## TEXT SHOWN

—————

Blood, Sweat, and Cheers is part of the Themes in Canadian Social History series produced by the University of Toronto Press, beginning in the 1990s. This book is the fifth in the set. Although more than a decade has elapsed since its original publication in 2001, Howell’s work continues to represent an important contribution to the historiography of Canadian sport. Reprinted for the third time in 2010, Blood, Sweat, and Cheers can still be counted as one of the top choices for textbooks in a Canadian sport history survey course.

In a book that is highly readable for students as well as a general audience, Howell’s methodological approach is a blend of theme and chronology. The book’s introduction quickly addresses some of the historiographical dilemmas that have created debate in the field. Two questions are given particular emphasis in the opening, what is sport and what is it for? These questions set the table for the reader who has an opportunity to formulate and re-formulate answers as the book progresses.

After the introduction, Howell deftly weaves his way through the development of Canadian sport, tying in all of the major themes, including gender, race and ethnicity, amateurism versus professionalism, regionalism, nationalism and urbanization.

—————

## RAW RECORDS
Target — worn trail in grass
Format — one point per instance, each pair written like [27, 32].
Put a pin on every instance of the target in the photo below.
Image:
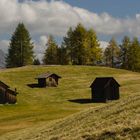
[37, 106]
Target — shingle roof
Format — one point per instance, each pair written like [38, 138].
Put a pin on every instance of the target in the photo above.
[46, 75]
[3, 85]
[103, 81]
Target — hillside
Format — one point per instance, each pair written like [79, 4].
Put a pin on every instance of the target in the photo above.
[55, 113]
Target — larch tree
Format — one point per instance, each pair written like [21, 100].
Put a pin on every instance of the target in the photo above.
[134, 55]
[51, 53]
[112, 53]
[124, 50]
[20, 52]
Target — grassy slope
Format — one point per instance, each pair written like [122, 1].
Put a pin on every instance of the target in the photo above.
[41, 105]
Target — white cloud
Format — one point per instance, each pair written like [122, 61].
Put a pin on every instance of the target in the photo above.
[103, 44]
[55, 17]
[44, 18]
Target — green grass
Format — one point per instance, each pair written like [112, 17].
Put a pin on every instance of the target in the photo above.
[38, 107]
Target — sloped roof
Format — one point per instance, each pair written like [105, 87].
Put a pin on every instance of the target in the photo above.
[12, 92]
[46, 75]
[103, 82]
[3, 85]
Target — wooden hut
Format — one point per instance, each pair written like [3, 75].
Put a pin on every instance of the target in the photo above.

—————

## TASK LIST
• A. Reproduce the book review word for word, beginning at "Blood, Sweat, and Cheers is" and stopping after "history survey course.".
• B. Please write what comes next in the review of Blood, Sweat, and Cheers, picking up after its last sentence.

## ANSWER LIST
• A.
Blood, Sweat, and Cheers is part of the Themes in Canadian Social History series produced by the University of Toronto Press, beginning in the 1990s. This book is the fifth in the set. Although more than a decade has elapsed since its original publication in 2001, Howell’s work continues to represent an important contribution to the historiography of Canadian sport. Reprinted for the third time in 2010, Blood, Sweat, and Cheers can still be counted as one of the top choices for textbooks in a Canadian sport history survey course.

• B.
Perhaps the best chapter in the book is the fourth, titled “Cheers.” This section is devoted to fandom in its many forms. This topic has received minimal attention among Canadian sport historians. Too often those writing in the field ignore the spectator or fan, diminishing their importance in shaping the sporting experience compared to the athlete, team or those more directly involved with athletic participation or the performance. Howell addresses the stereotyping that has relegated spectator study to the proverbial sidelines. Often fans are lumped into one of two categories: 1) the cultural dope; or 2) the hooligan; both descriptors are fraught with errors. Howell looks beyond these simplistic labels to give nuance to the millions of Canadians who have added meaning to sporting spectacles. Howell demonstrates how the sporting fraternity took root in Canada and how it evolved in the age of mass media, including television broadcasts that opened a new frontier for sport and fans. The book also discusses the role of women within the sporting fraternity and how social expectations dictated their recreation and leisure choices, the spaces females could occupy within sport stadiums and parks, and the eventual courtship of female fans by team management since their inclusion to the crowd lent the sporting spectacle a [End Page 346] certain respectability. While a book about Canadian sport, Howell’s gift is his masterful weaving of athletics into the larger Canadian social context. From its existence as a colonial entity to its current place as a modern nation state, Blood, Sweat, and Cheers demonstrates that sport was not a loose thread in Canadian history but part of the larger social fabric.

Finally, this review would be remiss if it did not mention the length of Howell’s work. It is short in length and a quick read. The number of pages is a strength and weakness equally. Blood, Sweat, and Cheers is a concise volume that provides the information to the reader in short-order. For a reader looking for more in-depth analysis of some topics, however, Howell’s work leaves them wanting. That noted, however, Howell is conscientious at pointing the reader to other authors who have dedicated themselves to more specialized studies on the variety of topics he addresses.